» MATERIAL PROVIDED
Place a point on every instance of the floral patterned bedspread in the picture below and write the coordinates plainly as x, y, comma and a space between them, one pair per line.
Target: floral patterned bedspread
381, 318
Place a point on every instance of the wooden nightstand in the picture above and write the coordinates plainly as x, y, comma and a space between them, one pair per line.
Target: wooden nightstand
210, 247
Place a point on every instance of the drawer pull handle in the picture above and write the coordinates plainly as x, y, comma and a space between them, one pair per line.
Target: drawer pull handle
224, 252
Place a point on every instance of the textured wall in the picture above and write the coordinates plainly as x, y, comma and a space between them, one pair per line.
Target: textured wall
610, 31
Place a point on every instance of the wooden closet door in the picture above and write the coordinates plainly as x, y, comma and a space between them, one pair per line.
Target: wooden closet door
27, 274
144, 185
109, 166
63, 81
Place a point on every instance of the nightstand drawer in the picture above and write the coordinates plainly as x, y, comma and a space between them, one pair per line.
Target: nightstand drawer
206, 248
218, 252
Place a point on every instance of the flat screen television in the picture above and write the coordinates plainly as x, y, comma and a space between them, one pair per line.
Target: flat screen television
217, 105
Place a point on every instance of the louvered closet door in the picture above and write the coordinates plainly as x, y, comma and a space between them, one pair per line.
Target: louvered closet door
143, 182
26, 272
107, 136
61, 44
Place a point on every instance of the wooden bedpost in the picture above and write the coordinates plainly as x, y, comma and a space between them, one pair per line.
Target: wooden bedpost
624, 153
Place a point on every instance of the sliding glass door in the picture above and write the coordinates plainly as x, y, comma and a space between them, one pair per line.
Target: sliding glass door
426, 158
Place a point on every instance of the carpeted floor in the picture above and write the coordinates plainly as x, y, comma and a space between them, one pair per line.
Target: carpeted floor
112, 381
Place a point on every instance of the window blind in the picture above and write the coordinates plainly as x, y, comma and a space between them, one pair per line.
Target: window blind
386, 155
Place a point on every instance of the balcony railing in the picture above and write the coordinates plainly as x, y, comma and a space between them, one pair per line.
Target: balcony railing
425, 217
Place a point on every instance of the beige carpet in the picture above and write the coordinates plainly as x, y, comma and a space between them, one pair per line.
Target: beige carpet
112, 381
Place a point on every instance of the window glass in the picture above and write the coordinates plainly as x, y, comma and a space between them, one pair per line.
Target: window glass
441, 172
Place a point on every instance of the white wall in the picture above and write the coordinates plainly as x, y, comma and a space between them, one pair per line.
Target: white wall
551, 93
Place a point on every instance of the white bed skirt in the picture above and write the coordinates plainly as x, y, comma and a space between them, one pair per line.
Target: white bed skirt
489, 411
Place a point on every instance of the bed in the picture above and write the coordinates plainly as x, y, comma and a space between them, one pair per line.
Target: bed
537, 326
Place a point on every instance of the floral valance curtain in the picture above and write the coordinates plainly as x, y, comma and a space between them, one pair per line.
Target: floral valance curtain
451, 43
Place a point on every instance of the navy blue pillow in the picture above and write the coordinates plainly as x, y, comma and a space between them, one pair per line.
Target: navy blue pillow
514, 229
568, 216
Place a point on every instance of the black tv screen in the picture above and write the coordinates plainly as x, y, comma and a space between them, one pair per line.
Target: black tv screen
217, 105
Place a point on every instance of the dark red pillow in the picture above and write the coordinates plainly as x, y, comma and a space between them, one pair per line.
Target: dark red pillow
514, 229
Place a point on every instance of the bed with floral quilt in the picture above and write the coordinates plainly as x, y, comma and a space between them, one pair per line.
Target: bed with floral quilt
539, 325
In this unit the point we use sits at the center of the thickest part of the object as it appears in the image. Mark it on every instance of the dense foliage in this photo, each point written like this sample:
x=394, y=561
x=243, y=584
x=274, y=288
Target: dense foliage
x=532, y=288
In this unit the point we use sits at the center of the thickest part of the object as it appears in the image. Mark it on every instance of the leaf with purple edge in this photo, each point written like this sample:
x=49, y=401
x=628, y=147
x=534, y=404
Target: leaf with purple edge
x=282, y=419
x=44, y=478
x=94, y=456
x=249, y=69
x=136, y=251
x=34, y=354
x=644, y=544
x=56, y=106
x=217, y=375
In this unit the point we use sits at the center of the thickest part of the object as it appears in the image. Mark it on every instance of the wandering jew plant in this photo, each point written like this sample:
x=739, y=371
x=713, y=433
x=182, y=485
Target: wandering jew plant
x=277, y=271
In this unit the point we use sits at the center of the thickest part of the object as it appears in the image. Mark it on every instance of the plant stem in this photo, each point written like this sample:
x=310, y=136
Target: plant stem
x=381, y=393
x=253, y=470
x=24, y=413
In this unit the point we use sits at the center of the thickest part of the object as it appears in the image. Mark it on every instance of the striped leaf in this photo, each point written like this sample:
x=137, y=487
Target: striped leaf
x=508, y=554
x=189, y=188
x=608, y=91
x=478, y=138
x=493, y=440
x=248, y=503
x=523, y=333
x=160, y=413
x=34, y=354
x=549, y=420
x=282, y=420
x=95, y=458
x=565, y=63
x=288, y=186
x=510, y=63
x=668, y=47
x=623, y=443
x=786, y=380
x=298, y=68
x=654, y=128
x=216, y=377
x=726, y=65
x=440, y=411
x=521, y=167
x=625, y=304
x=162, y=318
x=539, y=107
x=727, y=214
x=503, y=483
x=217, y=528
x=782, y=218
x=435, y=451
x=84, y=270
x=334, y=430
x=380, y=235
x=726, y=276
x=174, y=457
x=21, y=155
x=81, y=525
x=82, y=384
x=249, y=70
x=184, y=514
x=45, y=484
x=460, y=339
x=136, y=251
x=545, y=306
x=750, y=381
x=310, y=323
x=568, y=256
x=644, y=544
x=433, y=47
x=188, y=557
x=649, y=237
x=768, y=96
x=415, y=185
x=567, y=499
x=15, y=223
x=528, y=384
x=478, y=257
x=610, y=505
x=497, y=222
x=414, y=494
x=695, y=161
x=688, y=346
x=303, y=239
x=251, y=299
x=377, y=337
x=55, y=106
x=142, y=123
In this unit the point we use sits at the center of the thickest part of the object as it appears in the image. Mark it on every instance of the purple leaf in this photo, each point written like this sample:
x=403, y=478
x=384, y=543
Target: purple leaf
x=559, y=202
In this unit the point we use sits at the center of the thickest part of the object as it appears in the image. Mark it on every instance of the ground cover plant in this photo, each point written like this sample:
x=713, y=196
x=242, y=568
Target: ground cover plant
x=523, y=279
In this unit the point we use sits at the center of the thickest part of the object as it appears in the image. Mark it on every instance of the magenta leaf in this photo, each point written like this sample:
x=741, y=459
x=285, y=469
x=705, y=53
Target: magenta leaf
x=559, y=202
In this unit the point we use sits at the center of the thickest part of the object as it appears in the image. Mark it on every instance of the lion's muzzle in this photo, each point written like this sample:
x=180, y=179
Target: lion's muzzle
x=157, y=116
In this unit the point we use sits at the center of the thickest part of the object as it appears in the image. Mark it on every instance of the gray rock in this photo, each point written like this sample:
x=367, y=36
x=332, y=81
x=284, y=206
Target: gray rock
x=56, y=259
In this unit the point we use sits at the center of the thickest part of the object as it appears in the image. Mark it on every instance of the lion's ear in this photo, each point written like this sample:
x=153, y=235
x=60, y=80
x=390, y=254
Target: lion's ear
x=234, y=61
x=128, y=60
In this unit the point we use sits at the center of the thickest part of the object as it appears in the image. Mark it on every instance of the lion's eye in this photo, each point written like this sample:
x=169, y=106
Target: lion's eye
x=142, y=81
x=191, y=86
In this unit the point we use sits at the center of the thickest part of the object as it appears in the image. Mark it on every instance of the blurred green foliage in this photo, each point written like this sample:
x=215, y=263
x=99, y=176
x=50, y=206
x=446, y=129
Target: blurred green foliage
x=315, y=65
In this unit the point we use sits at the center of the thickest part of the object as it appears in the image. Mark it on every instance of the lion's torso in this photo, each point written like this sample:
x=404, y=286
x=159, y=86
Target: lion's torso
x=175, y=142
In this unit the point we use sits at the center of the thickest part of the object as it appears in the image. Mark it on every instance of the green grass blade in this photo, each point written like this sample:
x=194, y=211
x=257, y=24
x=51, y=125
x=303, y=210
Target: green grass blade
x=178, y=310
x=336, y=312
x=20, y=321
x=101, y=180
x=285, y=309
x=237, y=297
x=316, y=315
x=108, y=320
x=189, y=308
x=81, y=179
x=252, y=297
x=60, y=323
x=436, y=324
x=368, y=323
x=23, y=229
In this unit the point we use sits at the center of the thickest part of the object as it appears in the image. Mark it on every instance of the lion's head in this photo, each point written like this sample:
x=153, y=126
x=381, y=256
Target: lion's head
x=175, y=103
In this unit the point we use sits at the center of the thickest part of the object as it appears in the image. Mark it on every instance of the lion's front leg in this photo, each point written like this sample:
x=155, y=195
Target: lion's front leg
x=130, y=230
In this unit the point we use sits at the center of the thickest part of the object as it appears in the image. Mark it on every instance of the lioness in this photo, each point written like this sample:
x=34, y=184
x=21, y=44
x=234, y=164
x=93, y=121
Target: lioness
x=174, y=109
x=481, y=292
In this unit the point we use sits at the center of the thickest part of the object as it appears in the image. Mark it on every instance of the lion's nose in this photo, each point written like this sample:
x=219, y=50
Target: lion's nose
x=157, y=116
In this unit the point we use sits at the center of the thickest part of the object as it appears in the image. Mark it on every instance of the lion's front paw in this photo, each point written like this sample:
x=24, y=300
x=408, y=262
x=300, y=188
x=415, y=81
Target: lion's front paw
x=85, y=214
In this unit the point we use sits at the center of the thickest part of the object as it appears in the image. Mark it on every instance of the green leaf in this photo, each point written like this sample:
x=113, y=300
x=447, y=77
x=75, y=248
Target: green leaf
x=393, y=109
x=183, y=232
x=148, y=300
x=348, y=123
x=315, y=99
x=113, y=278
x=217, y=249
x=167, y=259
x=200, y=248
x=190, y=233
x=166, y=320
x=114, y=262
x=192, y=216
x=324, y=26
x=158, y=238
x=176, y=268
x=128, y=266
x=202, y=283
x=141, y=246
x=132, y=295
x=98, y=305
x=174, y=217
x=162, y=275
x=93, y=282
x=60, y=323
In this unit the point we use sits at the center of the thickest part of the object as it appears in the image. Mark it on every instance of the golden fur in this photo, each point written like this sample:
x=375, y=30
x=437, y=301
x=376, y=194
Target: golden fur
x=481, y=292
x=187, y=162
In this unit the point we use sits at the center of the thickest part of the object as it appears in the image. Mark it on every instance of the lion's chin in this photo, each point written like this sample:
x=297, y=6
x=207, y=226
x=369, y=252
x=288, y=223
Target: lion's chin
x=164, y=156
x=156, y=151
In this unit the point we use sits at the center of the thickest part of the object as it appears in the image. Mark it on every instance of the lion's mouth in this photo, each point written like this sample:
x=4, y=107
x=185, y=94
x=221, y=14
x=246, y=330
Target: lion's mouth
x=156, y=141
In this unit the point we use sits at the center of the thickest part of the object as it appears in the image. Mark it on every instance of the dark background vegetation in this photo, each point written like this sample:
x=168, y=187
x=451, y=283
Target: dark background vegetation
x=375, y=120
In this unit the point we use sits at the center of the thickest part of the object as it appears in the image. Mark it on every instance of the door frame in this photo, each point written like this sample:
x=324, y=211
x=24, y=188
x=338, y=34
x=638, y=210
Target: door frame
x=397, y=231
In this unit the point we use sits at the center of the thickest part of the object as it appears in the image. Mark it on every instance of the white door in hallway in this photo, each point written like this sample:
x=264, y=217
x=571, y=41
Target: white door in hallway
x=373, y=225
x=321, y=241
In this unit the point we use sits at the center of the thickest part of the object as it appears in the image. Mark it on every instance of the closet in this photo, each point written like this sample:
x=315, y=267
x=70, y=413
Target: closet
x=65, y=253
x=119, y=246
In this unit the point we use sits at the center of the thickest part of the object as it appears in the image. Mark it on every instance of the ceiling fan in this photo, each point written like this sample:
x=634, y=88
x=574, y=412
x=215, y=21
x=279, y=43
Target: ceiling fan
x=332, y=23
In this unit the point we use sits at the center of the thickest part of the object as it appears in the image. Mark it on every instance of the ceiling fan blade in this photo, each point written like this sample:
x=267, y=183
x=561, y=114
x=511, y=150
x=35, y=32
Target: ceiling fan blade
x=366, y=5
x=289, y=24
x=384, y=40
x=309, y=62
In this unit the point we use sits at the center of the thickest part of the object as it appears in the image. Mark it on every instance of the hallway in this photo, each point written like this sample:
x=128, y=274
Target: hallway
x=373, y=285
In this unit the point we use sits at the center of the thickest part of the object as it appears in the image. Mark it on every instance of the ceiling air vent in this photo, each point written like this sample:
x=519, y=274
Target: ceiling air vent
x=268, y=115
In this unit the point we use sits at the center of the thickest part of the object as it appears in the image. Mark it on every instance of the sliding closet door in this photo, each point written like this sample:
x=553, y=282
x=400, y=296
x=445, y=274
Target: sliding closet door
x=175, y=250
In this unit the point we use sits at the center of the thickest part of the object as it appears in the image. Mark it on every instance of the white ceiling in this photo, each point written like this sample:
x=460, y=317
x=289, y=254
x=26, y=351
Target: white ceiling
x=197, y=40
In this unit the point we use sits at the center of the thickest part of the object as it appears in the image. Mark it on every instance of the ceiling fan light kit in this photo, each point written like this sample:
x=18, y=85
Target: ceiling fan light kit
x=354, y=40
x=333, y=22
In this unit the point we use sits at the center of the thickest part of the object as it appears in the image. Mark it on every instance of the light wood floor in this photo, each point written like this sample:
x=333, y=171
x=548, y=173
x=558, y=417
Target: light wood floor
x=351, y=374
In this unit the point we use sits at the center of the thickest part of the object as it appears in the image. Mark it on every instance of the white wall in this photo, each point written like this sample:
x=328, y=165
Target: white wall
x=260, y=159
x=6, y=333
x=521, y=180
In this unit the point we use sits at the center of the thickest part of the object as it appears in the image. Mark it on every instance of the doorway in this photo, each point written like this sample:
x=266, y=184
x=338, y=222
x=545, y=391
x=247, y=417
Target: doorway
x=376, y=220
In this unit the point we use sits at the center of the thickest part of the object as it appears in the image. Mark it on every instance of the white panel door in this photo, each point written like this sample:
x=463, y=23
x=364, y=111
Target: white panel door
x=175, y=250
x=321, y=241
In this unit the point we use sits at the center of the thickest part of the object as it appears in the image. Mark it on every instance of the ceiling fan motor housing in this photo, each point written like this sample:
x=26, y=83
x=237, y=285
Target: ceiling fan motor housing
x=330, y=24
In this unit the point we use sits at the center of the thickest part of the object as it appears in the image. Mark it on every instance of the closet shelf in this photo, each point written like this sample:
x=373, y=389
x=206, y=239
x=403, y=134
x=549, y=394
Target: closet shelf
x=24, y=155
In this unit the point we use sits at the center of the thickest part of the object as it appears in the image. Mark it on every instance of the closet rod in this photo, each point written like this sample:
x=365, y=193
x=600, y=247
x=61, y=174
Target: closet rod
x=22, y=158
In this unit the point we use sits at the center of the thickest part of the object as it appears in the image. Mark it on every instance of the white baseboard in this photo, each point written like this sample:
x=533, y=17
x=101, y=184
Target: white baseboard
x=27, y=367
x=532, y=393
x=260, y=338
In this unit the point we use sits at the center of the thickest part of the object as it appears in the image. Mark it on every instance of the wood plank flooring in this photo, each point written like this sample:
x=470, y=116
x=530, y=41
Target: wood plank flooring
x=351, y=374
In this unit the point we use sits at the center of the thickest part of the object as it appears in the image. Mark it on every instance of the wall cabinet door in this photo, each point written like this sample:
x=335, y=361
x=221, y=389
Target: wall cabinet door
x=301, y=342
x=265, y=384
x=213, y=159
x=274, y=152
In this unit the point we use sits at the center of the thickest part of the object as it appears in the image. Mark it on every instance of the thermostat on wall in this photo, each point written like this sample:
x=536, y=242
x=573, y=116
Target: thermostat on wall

» DESCRIPTION OF THE TASK
Copy out, from the records above, every line that holds the string "thermostat".

» EXERCISE ANSWER
In this unit the point we use sits at the center of the thickest part of the object as it appears in the image. Mark it on every instance of the thermostat on wall in this photo, each point written like this sample:
Target: thermostat on wall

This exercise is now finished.